(Beginning of Extracted information)
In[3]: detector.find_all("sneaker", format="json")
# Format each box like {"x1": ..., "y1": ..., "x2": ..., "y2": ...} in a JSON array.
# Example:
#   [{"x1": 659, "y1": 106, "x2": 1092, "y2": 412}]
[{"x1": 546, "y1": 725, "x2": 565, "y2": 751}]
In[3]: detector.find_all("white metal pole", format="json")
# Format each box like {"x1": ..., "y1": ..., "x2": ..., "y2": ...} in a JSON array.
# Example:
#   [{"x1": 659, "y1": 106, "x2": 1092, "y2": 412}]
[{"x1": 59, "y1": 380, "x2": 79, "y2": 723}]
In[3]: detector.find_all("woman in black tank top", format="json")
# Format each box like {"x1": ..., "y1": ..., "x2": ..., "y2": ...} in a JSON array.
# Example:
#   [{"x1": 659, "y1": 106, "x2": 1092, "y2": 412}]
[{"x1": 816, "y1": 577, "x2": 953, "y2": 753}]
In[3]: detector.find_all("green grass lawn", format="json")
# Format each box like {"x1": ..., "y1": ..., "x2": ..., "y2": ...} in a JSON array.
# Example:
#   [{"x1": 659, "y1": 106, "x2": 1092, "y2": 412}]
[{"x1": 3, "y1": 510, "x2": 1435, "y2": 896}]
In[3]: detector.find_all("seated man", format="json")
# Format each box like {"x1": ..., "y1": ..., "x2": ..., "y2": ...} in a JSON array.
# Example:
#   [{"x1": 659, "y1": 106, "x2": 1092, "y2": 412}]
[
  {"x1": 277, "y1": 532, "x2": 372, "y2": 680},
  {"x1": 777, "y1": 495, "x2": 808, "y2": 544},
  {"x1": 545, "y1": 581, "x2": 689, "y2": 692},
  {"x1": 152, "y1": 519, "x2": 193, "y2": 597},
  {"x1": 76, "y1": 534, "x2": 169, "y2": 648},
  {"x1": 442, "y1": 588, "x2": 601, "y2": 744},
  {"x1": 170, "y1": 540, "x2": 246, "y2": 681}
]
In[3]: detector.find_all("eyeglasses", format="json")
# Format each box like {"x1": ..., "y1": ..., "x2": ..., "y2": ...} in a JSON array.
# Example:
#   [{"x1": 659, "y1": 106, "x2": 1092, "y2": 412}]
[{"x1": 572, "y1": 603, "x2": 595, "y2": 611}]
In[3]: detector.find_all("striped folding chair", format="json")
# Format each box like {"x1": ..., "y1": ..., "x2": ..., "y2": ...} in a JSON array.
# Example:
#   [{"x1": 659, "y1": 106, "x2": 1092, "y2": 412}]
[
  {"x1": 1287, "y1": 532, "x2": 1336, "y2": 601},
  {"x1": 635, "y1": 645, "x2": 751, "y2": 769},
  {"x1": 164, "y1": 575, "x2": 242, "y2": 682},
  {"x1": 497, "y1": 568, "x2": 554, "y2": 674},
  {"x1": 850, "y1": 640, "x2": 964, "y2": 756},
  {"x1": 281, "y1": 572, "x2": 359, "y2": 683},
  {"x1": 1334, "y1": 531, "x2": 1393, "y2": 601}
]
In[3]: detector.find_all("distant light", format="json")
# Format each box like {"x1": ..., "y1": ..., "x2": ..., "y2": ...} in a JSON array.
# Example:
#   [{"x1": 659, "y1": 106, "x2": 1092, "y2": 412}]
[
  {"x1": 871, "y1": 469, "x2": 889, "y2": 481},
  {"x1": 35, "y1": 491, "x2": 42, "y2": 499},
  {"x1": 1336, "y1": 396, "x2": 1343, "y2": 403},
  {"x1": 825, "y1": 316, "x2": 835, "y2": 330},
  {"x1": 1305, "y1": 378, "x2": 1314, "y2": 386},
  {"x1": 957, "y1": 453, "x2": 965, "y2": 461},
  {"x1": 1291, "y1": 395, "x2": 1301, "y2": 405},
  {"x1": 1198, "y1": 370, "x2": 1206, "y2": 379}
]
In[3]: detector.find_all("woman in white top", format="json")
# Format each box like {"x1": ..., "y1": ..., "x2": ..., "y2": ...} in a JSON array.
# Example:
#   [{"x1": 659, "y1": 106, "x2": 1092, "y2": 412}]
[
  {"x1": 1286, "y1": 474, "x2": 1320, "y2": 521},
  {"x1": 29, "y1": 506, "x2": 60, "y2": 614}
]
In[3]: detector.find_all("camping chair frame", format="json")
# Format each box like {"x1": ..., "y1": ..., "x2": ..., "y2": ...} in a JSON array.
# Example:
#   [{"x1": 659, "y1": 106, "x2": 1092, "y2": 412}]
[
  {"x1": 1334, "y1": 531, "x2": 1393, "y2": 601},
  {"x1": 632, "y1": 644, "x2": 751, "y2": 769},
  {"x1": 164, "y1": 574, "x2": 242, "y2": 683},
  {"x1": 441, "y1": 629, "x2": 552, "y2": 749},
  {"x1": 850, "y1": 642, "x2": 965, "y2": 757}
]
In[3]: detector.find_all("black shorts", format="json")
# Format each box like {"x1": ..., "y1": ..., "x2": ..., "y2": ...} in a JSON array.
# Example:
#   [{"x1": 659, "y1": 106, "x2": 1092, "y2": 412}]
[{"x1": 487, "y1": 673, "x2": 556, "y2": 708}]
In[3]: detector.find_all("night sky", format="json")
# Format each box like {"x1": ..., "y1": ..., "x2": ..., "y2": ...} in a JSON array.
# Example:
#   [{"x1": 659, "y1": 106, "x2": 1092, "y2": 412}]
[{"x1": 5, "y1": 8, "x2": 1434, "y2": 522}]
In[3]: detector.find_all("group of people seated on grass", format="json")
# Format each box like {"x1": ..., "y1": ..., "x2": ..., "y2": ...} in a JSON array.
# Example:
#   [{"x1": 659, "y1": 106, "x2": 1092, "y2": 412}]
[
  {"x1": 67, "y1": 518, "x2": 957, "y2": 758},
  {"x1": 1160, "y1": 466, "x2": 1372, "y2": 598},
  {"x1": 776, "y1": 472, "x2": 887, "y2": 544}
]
(End of Extracted information)
▸ **Task statement**
The word "black" appears in some lines above. Return every one of those lines.

▸ **Response**
In[3]: detector.find_all("woman in black tank top", format="json")
In[3]: detector.find_all("black shorts", format="json")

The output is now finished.